- [Problem statement]:
Repeat word for word the part of the bar excerpt that starts at "Non-Olympic-caliber bar divers" and ends after "an empty bar.".

- [Text excerpt]:
***

Non-Olympic-caliber bar divers may be disconcerted by the empty parking lot. But unless it’s after 10 p.m., an empty parking lot doesn’t equal an empty bar.

Everyone loves the $1 Busch beers, aka the Atomic Special.

Everyone loves the $1 Busch beers, aka the Atomic Special.

“That’s because most people don’t come in cars,” my friend/Las Vegas native said. Sure enough, the bar was lined with hands holding $1 Busch beers, the Atomic Special. My friend ordered Jäger shots. Five dollars apiece! After we’d bonded over sticker shock, my friend asked me to refer to him as my Insignificant Other.

A man in a full Mario Bros. mustache was singing along to “(I Can’t Get No) Satisfaction.” Next thing I knew, I was singing to Dr. Hook’s “The Cover of the Rolling Stone.” I capped my hand over my mouth as I.O. laughed.

Behind the bar, on the wall that’s not the liquor store, sat a pot of coffee with mismatched mugs and an ambitious collection of wire art. Like incense, cigarette smoke snaked up from the bartender’s ashtray near the cash register. Smoke here didn’t dissipate, but kept its shape and then hung around the ceiling like a ghost joining a field of disembodied spirits.

A few patrons exited the back door sometime after two gray regulars got into a verbal fight over a pool game. Everybody looked like sailors on permanent leave; it was fitting they sat under the sign “Veteran’s Corner.”

The back door was a cartoon of six handles and locks. I worried about the safety of my car, a lone vehicle with a single lock protecting it.

O’Halloran put a dollar in the jukebox and selected a string of U2.

“Turn it up,” somebody yelled. Everybody sang along open-mouthed, revealing the need for dental to be added to health-care reform. At 10 p.m., the lights came up as “Babe” by Styx played.

***

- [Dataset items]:

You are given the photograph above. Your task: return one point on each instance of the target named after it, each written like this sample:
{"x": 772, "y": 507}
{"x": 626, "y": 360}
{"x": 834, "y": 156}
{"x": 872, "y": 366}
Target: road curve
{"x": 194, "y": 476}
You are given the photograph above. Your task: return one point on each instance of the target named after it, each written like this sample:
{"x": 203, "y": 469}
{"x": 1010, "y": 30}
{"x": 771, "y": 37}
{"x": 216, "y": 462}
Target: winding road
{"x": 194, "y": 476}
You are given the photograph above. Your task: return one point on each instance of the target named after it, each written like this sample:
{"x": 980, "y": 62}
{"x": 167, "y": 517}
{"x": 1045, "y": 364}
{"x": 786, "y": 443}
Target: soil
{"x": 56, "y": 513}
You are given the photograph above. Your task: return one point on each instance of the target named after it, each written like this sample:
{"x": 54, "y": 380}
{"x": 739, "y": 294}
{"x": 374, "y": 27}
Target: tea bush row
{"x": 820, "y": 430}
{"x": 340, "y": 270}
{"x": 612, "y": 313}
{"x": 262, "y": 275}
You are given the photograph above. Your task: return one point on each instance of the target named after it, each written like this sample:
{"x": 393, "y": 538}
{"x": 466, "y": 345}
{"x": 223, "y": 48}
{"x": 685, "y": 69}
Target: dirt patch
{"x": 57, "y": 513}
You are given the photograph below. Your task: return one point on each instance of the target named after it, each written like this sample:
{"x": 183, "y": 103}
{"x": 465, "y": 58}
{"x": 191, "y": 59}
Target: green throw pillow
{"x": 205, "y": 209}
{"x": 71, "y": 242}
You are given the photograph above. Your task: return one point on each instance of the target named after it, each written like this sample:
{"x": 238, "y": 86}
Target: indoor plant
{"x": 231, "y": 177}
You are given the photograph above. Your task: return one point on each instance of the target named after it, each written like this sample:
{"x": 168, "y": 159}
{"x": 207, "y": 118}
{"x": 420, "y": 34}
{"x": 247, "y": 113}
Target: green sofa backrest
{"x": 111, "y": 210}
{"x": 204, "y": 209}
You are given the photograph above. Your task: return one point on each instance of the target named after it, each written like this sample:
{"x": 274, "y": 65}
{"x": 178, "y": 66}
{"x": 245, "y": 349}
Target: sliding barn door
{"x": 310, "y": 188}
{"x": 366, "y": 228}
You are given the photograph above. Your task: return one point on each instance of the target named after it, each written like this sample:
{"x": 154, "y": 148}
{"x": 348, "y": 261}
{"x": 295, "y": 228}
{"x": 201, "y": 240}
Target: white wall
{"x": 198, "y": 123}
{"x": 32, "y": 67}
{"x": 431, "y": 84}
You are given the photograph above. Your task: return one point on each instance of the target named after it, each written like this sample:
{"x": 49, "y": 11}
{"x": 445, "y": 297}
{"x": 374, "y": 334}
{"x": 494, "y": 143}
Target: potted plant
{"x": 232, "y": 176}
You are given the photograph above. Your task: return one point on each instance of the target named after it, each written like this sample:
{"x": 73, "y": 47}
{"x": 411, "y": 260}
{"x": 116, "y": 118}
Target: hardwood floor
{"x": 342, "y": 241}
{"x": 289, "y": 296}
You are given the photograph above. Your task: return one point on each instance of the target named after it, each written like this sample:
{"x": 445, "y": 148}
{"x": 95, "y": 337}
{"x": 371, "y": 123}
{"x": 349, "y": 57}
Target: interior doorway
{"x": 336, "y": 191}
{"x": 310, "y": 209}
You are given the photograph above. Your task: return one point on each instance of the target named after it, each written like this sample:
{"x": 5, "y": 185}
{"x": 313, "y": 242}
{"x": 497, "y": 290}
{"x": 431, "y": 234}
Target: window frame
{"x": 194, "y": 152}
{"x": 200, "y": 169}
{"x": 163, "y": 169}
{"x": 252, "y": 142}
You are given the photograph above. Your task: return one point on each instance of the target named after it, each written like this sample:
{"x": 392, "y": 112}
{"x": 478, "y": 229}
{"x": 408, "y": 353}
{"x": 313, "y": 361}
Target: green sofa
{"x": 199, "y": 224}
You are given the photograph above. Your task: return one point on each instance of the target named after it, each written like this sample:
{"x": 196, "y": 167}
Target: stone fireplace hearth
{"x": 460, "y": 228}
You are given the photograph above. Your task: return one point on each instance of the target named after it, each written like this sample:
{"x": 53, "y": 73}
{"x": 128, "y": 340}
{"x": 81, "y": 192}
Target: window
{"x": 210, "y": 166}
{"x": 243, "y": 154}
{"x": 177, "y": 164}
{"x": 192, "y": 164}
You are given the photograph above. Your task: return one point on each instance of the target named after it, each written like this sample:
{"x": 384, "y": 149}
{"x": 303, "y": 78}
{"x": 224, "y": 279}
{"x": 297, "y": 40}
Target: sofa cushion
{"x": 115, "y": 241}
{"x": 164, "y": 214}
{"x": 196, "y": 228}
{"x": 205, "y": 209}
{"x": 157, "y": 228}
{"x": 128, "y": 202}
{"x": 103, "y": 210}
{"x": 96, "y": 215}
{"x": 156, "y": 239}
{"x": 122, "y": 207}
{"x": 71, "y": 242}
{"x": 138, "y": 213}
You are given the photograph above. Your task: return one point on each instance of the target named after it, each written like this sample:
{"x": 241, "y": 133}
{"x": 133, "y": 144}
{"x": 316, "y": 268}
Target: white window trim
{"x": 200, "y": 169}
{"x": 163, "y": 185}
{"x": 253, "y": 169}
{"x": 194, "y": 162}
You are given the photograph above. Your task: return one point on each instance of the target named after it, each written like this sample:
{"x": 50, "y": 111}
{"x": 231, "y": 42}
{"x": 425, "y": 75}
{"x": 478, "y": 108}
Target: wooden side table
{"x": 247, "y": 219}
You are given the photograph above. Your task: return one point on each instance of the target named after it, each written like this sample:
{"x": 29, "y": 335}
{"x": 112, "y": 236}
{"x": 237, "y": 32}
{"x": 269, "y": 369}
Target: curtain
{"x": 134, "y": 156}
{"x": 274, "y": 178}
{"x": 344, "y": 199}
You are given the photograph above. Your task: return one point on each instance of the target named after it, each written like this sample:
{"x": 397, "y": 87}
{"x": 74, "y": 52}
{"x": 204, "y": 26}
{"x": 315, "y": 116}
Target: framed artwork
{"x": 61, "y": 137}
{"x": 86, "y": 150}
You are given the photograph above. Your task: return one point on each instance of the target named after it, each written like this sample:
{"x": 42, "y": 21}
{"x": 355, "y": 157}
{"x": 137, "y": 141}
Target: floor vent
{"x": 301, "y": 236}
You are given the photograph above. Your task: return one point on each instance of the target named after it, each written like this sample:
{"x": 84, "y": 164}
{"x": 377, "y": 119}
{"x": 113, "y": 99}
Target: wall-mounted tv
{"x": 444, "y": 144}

***

- [Exercise answer]:
Non-Olympic-caliber bar divers may be disconcerted by the empty parking lot. But unless it’s after 10 p.m., an empty parking lot doesn’t equal an empty bar.